* _Your instructions_: From the records, pull out the stretch from the line containing "(format x=250, y=150)" through the line containing "x=342, y=177", and reproduce each of those lines word for word.

* _Provided data_:
============

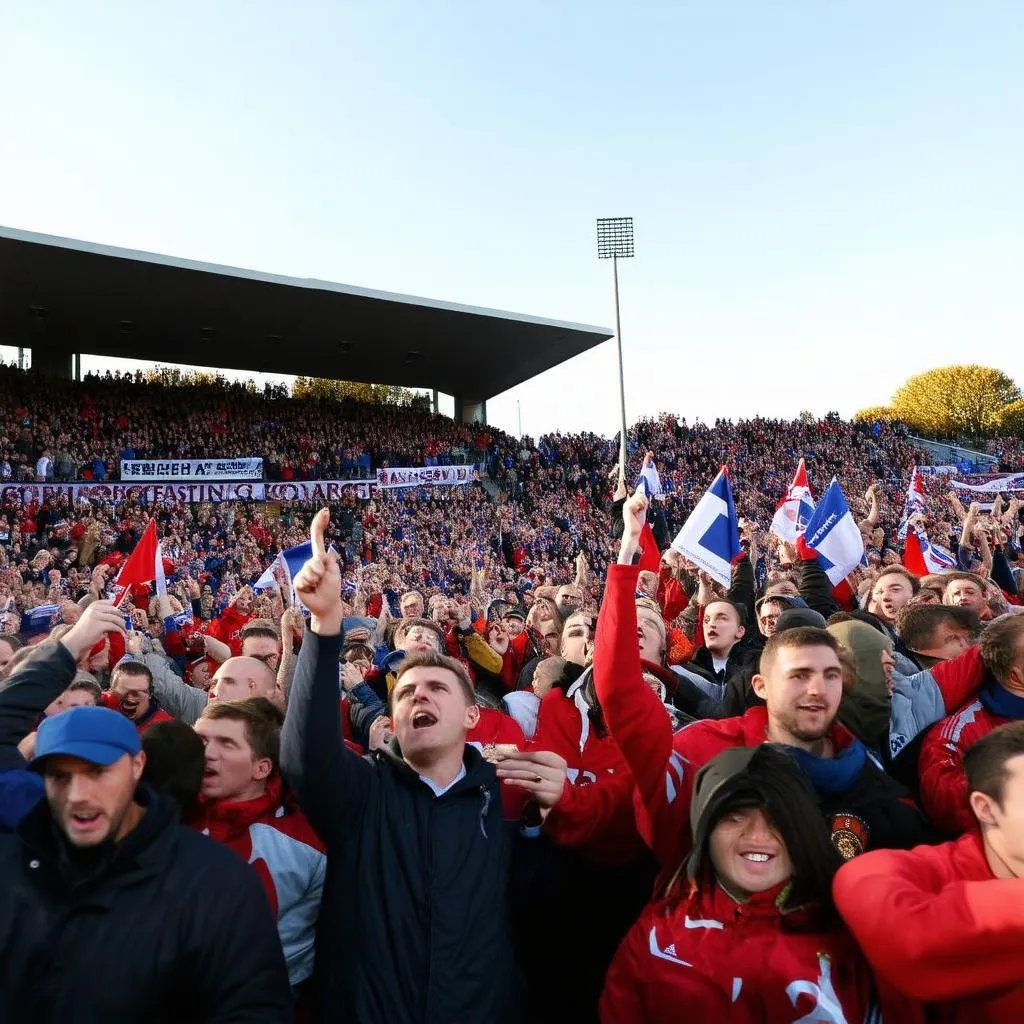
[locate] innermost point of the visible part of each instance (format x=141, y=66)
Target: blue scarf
x=1000, y=701
x=833, y=776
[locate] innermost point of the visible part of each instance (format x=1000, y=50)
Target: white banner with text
x=416, y=476
x=192, y=469
x=295, y=491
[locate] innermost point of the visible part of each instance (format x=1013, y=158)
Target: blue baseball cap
x=94, y=734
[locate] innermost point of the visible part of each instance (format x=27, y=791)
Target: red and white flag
x=143, y=565
x=796, y=509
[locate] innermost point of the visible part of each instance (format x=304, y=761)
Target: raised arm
x=635, y=716
x=46, y=676
x=333, y=783
x=953, y=939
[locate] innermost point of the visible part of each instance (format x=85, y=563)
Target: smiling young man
x=418, y=849
x=801, y=682
x=131, y=693
x=244, y=807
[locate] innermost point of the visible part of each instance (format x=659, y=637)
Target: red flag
x=650, y=557
x=913, y=557
x=143, y=565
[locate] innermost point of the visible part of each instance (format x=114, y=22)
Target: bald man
x=237, y=678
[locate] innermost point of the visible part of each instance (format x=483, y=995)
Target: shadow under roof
x=66, y=295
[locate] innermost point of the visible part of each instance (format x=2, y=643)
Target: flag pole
x=614, y=242
x=622, y=378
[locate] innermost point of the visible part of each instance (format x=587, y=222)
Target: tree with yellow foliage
x=954, y=401
x=1012, y=419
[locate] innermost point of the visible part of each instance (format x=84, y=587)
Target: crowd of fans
x=480, y=760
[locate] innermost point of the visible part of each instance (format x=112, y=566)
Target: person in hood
x=886, y=709
x=600, y=850
x=416, y=920
x=892, y=592
x=801, y=682
x=245, y=807
x=1000, y=699
x=745, y=930
x=943, y=926
x=935, y=633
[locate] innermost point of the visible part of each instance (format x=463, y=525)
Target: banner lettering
x=415, y=476
x=1015, y=482
x=298, y=491
x=192, y=469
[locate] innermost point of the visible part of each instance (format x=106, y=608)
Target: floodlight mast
x=614, y=242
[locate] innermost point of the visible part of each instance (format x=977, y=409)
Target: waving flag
x=143, y=565
x=266, y=581
x=710, y=537
x=914, y=502
x=834, y=536
x=922, y=559
x=796, y=509
x=40, y=620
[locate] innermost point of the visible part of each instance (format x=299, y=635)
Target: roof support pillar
x=470, y=410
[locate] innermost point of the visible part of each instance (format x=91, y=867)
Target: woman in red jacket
x=753, y=937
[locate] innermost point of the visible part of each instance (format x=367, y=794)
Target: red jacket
x=595, y=811
x=741, y=963
x=227, y=628
x=869, y=811
x=940, y=765
x=289, y=858
x=939, y=930
x=496, y=727
x=152, y=717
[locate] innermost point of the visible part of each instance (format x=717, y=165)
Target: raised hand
x=541, y=773
x=98, y=619
x=318, y=582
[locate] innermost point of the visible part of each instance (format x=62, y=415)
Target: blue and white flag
x=266, y=581
x=796, y=509
x=834, y=535
x=710, y=537
x=40, y=620
x=292, y=561
x=649, y=480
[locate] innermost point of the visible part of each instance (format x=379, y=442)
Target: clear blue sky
x=828, y=196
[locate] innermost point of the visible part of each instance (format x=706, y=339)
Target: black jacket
x=167, y=926
x=415, y=924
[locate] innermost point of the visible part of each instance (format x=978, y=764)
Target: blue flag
x=834, y=535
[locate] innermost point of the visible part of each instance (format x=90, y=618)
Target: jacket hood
x=765, y=775
x=865, y=707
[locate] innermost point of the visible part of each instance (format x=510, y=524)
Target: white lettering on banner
x=192, y=469
x=1015, y=482
x=300, y=491
x=414, y=476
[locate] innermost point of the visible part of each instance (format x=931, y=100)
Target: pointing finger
x=316, y=531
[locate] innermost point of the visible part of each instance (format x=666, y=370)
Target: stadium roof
x=65, y=295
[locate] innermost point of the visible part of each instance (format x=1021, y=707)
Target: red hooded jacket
x=940, y=931
x=595, y=811
x=288, y=856
x=940, y=765
x=741, y=963
x=227, y=628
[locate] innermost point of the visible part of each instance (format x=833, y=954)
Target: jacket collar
x=479, y=773
x=756, y=730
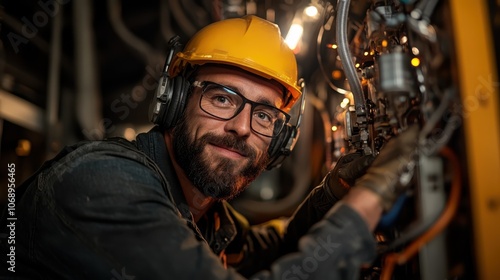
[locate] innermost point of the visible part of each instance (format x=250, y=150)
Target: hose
x=400, y=258
x=345, y=56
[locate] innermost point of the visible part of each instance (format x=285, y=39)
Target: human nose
x=241, y=123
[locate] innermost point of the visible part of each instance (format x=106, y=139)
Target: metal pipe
x=53, y=89
x=346, y=57
x=88, y=100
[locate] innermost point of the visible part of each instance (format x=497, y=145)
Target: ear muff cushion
x=177, y=91
x=279, y=142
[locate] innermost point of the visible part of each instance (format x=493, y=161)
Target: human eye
x=219, y=96
x=265, y=116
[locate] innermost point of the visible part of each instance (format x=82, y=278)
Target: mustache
x=231, y=142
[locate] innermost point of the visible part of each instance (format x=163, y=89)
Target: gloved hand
x=391, y=171
x=342, y=177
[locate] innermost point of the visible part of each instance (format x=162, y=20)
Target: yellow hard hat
x=251, y=43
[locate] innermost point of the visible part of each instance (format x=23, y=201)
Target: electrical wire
x=149, y=53
x=400, y=258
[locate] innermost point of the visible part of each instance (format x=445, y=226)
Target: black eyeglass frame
x=204, y=84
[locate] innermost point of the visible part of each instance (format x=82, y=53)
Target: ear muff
x=171, y=94
x=171, y=102
x=282, y=144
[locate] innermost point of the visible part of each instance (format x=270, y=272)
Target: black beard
x=221, y=183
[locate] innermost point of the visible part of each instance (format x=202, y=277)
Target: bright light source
x=332, y=46
x=336, y=74
x=311, y=11
x=415, y=61
x=294, y=35
x=415, y=51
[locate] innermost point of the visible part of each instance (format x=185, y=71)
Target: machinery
x=372, y=68
x=400, y=63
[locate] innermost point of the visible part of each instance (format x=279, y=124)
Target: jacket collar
x=153, y=145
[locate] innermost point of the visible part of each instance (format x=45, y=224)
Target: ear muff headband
x=171, y=94
x=282, y=144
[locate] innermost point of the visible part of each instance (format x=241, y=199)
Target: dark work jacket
x=115, y=210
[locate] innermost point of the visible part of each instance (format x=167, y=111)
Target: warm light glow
x=332, y=46
x=415, y=51
x=311, y=11
x=294, y=35
x=415, y=61
x=336, y=74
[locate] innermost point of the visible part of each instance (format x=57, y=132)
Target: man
x=156, y=208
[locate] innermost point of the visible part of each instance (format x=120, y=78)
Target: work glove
x=391, y=171
x=343, y=176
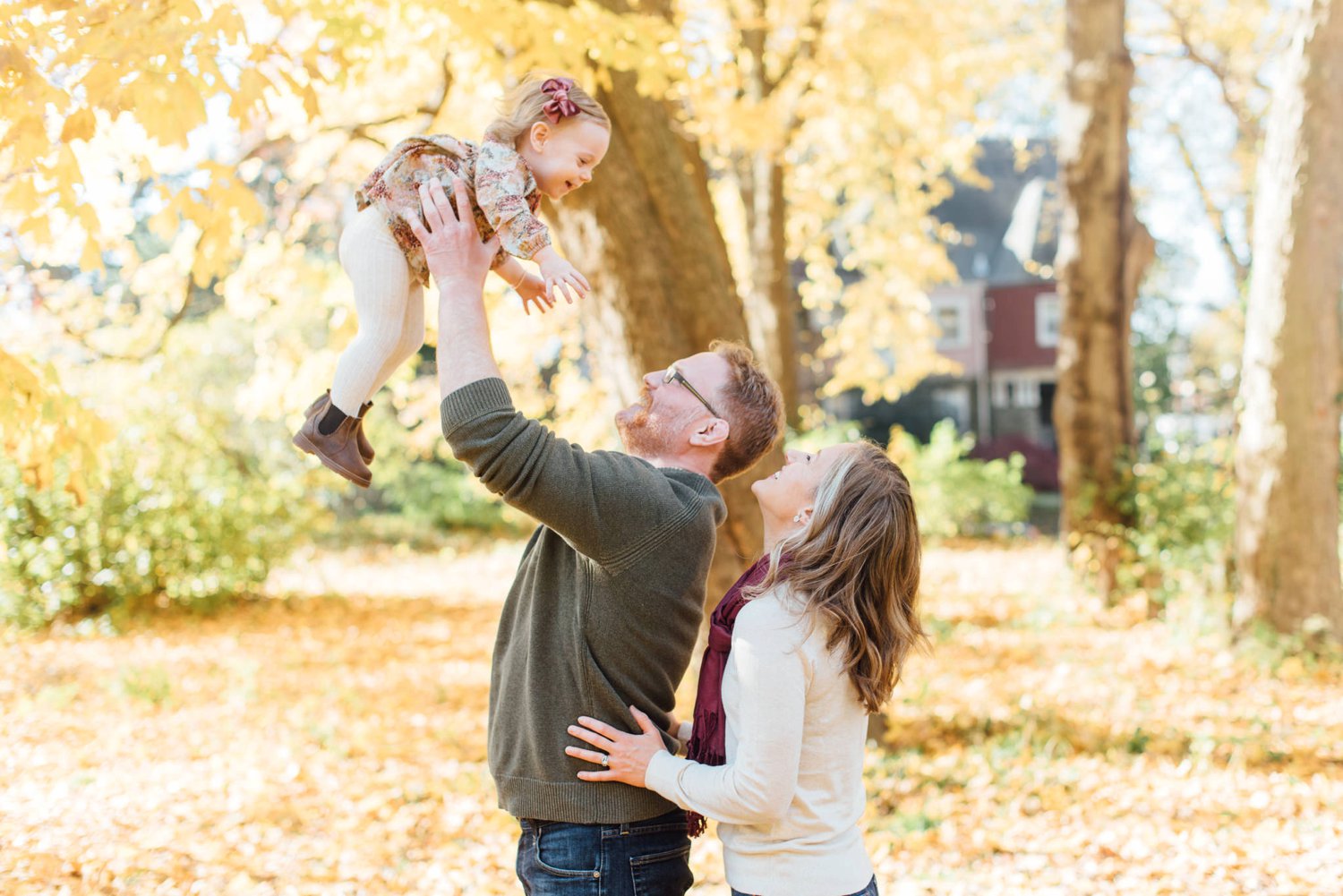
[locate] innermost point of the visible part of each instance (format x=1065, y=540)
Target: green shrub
x=443, y=495
x=1184, y=512
x=182, y=522
x=956, y=496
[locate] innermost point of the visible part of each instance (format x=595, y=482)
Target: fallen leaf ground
x=332, y=740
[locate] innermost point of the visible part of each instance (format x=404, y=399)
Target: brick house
x=999, y=322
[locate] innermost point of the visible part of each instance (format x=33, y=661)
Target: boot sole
x=306, y=445
x=313, y=408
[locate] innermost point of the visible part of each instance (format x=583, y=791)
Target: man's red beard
x=644, y=435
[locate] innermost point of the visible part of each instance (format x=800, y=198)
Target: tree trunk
x=1287, y=456
x=771, y=303
x=645, y=234
x=1103, y=252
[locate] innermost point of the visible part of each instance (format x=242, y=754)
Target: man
x=609, y=595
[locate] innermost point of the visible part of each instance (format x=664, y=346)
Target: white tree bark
x=1287, y=457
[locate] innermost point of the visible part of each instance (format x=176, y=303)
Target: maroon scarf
x=708, y=737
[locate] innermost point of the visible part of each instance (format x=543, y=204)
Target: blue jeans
x=647, y=858
x=870, y=890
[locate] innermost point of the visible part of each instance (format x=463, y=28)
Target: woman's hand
x=532, y=289
x=559, y=274
x=626, y=756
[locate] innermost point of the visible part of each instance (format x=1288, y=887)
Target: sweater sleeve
x=757, y=786
x=501, y=193
x=606, y=504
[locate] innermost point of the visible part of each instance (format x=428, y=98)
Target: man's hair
x=752, y=405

============

* _The output_:
[locate] innermost point of the visible part of each instance (format x=250, y=150)
Target: hose
x=400, y=258
x=345, y=56
[locate] innermost point of the visible part of each instance (format x=285, y=39)
Target: human nose
x=241, y=123
[locate] innermost point of the visible part of each instance (format x=106, y=139)
Target: metal pipe
x=53, y=89
x=346, y=57
x=88, y=100
[locate] innermost point of the visible part of each instance (format x=497, y=145)
Target: ear muff cushion
x=177, y=91
x=279, y=142
[locate] innermost point of the visible part of each instance (format x=493, y=161)
Target: human eye
x=219, y=96
x=265, y=116
[locate] innermost point of the visible part of each instance (format x=82, y=278)
Target: mustache
x=231, y=142
[locate] innermost point of the visible part of each instance (format x=163, y=89)
Target: gloved hand
x=391, y=171
x=342, y=177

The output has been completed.